The data follows this line. Copy verbatim the line with "of the reflective" and each line after it to the end.

(Collected data)
────────────────

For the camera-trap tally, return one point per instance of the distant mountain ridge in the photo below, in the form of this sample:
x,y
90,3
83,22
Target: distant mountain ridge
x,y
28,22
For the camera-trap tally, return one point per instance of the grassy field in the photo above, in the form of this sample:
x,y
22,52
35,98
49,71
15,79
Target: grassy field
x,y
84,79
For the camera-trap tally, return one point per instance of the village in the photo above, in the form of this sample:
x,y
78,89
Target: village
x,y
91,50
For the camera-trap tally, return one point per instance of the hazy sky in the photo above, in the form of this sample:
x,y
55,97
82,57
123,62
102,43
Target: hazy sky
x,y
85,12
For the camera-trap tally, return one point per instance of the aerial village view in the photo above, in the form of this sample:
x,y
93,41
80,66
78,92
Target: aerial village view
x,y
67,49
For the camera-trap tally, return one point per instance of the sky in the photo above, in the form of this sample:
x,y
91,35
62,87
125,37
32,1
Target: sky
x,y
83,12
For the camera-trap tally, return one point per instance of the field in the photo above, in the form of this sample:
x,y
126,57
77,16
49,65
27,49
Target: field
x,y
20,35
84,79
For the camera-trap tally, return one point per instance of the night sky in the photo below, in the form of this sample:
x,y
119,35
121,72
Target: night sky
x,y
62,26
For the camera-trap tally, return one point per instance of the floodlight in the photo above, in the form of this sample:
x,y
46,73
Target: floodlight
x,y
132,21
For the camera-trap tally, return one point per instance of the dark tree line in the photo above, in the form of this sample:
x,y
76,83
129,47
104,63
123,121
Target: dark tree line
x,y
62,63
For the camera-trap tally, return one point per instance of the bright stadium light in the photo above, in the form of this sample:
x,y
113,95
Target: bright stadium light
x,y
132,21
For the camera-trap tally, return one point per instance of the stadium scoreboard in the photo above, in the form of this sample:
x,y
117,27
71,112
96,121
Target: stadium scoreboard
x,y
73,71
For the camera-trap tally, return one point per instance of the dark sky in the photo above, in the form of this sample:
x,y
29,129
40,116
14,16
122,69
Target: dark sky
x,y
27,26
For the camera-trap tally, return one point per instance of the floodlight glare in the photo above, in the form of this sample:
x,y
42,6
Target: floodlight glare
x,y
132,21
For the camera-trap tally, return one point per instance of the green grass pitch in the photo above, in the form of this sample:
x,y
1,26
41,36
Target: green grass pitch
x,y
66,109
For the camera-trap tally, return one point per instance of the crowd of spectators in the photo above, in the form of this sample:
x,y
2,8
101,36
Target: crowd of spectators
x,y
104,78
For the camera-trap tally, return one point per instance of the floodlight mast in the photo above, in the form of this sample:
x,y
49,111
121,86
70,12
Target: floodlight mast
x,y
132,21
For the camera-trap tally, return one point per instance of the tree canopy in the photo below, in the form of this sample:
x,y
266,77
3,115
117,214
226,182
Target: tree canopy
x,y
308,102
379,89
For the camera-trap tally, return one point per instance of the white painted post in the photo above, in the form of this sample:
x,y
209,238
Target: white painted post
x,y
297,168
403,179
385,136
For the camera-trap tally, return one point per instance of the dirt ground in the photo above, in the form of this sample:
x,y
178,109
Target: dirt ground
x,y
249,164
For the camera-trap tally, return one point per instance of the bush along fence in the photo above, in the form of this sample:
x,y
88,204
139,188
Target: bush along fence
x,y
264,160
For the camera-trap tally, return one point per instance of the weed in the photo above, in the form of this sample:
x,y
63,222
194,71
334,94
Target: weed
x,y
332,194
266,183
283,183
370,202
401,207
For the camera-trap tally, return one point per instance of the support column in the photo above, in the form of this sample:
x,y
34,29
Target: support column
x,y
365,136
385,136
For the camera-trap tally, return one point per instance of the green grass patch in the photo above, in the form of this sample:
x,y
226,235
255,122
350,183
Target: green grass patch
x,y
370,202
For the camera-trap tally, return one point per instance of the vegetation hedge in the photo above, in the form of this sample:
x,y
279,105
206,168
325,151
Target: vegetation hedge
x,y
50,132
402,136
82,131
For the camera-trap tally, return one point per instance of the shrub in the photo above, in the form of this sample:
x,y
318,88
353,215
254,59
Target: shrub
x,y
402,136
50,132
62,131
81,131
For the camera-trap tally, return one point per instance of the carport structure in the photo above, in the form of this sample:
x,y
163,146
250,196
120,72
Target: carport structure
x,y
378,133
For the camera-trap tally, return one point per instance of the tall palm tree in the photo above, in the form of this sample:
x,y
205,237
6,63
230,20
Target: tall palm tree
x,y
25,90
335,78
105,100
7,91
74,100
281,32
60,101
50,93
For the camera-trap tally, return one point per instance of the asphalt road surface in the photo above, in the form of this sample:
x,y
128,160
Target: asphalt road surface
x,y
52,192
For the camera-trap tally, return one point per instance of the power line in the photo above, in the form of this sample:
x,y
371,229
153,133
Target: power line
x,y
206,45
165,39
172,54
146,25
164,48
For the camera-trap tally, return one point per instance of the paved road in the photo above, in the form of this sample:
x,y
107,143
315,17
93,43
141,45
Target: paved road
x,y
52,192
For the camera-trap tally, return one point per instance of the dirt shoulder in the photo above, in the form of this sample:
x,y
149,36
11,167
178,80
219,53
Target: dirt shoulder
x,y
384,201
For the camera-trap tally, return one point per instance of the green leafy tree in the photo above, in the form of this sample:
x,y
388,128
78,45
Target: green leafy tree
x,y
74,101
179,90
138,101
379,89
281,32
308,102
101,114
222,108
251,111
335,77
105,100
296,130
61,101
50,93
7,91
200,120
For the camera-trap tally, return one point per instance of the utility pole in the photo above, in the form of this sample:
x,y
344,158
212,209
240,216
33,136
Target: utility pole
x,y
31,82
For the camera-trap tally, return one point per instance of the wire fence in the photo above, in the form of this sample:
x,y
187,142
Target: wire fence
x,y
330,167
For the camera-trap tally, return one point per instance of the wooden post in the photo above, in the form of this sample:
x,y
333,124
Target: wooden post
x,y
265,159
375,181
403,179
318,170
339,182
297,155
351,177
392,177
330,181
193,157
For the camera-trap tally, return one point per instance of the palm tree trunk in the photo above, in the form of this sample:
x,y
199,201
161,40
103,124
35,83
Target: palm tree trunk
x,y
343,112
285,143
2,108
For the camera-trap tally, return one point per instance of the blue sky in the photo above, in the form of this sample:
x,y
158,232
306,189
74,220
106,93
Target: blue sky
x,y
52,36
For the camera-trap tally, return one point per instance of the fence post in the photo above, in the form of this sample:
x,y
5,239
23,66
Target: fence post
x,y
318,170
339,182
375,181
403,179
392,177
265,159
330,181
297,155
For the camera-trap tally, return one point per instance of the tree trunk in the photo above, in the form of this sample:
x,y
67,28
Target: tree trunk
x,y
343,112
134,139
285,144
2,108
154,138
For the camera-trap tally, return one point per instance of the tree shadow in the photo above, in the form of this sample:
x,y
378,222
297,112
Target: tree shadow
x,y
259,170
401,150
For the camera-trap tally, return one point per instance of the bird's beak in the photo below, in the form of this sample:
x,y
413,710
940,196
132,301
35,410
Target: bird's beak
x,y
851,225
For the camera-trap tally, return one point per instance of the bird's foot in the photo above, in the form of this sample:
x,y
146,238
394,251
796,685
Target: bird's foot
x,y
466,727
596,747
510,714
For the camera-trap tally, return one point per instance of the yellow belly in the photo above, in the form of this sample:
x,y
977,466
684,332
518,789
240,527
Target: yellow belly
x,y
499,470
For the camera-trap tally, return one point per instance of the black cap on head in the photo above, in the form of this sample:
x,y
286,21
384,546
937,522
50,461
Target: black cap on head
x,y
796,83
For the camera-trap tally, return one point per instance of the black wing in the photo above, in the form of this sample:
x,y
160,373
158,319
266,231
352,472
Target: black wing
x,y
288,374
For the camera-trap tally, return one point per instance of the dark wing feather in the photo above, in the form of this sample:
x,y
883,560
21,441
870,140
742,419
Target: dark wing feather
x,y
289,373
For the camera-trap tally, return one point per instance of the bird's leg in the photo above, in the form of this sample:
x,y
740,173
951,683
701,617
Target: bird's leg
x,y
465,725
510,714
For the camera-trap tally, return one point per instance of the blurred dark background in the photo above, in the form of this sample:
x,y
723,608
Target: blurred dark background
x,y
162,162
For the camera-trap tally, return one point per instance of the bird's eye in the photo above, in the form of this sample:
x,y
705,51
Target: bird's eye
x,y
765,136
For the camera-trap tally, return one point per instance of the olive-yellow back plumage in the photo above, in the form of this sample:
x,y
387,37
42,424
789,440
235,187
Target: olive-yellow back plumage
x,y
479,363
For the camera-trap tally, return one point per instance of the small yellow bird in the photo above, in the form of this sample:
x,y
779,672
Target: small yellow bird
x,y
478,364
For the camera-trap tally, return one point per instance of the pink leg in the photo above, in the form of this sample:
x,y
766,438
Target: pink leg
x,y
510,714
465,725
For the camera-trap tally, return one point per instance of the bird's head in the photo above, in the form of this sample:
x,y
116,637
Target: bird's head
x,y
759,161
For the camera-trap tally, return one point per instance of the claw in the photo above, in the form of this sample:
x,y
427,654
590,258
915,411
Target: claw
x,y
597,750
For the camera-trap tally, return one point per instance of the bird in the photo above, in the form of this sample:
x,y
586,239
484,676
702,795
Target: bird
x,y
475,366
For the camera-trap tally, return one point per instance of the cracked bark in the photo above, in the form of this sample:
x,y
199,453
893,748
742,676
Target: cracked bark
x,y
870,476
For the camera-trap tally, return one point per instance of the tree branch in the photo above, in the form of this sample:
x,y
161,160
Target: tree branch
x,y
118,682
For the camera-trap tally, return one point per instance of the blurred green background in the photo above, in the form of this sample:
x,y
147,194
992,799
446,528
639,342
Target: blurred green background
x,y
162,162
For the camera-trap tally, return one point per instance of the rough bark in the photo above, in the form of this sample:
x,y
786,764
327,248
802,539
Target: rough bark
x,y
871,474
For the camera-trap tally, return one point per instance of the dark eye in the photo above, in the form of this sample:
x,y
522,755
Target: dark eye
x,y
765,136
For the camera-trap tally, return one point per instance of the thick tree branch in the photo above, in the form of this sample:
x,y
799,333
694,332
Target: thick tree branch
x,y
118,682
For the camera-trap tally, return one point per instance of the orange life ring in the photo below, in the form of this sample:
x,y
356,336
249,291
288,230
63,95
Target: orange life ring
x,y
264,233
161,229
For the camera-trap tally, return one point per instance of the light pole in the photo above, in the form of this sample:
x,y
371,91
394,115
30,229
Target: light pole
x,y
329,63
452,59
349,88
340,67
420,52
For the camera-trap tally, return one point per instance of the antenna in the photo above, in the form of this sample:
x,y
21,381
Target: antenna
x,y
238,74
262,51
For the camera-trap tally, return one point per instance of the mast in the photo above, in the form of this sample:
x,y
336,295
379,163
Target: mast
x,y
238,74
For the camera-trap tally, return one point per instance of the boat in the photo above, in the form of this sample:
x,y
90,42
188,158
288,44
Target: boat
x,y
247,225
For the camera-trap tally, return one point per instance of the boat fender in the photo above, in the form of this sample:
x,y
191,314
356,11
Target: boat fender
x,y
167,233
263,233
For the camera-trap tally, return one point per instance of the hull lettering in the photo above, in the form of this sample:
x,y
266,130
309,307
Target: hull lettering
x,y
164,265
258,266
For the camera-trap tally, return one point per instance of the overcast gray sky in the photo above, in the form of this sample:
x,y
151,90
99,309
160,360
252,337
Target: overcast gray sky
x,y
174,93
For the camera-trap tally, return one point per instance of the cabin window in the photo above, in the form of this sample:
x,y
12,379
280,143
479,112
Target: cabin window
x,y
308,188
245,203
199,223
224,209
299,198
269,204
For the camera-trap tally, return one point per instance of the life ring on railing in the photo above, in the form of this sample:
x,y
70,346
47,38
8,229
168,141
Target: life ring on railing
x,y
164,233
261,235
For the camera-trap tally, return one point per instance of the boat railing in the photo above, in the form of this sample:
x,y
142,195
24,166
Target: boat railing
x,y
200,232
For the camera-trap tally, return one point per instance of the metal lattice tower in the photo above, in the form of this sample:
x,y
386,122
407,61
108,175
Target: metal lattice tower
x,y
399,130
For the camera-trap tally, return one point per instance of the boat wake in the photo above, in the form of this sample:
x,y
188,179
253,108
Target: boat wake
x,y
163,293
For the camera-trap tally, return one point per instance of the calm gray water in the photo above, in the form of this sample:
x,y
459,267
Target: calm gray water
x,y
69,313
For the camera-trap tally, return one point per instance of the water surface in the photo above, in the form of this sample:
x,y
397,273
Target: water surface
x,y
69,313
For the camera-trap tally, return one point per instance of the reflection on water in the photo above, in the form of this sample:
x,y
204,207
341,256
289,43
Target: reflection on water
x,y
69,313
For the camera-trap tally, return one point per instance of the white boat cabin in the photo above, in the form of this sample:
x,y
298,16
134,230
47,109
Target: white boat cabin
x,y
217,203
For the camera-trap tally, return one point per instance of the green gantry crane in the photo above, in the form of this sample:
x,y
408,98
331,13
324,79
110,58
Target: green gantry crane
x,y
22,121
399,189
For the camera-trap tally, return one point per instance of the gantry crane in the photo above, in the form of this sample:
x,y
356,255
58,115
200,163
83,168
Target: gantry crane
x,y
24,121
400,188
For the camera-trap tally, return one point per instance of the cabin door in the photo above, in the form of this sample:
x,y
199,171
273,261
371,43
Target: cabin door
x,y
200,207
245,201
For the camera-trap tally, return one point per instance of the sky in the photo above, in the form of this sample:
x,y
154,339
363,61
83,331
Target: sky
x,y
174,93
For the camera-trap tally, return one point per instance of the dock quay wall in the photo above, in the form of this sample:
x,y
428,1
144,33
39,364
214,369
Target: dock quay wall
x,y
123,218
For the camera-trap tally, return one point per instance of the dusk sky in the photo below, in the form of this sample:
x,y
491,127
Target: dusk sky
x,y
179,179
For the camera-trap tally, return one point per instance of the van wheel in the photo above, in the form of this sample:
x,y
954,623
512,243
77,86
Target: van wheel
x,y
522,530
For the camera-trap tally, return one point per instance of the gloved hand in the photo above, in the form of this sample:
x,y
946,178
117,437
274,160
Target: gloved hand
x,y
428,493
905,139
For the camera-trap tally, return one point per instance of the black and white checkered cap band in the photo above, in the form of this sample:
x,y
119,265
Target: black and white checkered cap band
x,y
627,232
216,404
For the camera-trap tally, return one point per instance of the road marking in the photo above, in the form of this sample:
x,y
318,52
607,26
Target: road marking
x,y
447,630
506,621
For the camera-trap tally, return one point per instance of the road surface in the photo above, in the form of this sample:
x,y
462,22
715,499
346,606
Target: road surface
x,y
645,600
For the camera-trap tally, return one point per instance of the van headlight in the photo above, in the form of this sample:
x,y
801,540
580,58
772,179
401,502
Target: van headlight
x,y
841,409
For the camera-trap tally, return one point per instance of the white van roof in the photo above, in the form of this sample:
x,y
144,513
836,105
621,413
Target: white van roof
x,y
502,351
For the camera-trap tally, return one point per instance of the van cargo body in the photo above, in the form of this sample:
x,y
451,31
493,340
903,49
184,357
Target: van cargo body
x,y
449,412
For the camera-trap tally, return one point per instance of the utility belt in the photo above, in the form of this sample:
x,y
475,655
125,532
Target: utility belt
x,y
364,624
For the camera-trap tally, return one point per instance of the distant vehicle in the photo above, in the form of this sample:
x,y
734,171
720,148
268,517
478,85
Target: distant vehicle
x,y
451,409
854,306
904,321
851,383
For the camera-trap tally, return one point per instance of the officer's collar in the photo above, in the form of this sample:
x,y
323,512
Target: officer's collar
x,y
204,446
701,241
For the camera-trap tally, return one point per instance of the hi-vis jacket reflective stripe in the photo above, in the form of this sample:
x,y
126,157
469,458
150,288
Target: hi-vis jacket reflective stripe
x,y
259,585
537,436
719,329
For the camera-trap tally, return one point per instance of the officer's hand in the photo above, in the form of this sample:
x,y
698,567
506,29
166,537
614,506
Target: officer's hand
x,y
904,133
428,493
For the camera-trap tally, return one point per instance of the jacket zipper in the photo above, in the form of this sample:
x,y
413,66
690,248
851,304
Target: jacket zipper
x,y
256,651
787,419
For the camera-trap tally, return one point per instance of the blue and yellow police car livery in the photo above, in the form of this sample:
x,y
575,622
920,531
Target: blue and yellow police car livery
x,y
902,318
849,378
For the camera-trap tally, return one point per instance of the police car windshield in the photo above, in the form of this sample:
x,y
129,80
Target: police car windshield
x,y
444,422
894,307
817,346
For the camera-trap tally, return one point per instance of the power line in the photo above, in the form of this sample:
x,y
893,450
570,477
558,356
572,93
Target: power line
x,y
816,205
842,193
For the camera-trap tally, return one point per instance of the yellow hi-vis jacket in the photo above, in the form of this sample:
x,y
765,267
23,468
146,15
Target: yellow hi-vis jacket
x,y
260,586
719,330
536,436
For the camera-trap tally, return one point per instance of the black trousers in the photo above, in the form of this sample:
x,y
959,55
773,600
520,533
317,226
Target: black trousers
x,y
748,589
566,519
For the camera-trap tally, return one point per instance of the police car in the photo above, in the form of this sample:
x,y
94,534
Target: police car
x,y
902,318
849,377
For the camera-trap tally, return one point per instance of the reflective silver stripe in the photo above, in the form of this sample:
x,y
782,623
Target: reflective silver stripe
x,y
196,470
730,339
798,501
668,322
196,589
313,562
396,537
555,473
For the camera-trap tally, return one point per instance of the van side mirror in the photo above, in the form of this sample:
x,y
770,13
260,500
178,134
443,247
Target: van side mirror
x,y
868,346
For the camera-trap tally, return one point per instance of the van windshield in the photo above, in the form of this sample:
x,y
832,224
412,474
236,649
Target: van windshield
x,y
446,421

────────────────

### Answer to this task
For the camera-trap tally, return one point per instance of the reflective silver stripe in the photo above, in the form of this sample:
x,y
782,623
Target: reflective silver stripe
x,y
196,470
730,339
798,501
668,322
196,589
313,562
396,537
555,473
For the camera-trap tally, return one point per instance of the van side mirror in the photo above, in the form of this sample:
x,y
770,13
260,500
178,134
443,247
Target: van side mirror
x,y
868,346
For the camera-trap tally, return one point per instance of the van windshield in the photo above, in the form of this sample:
x,y
832,224
412,474
236,649
Target: van windshield
x,y
446,421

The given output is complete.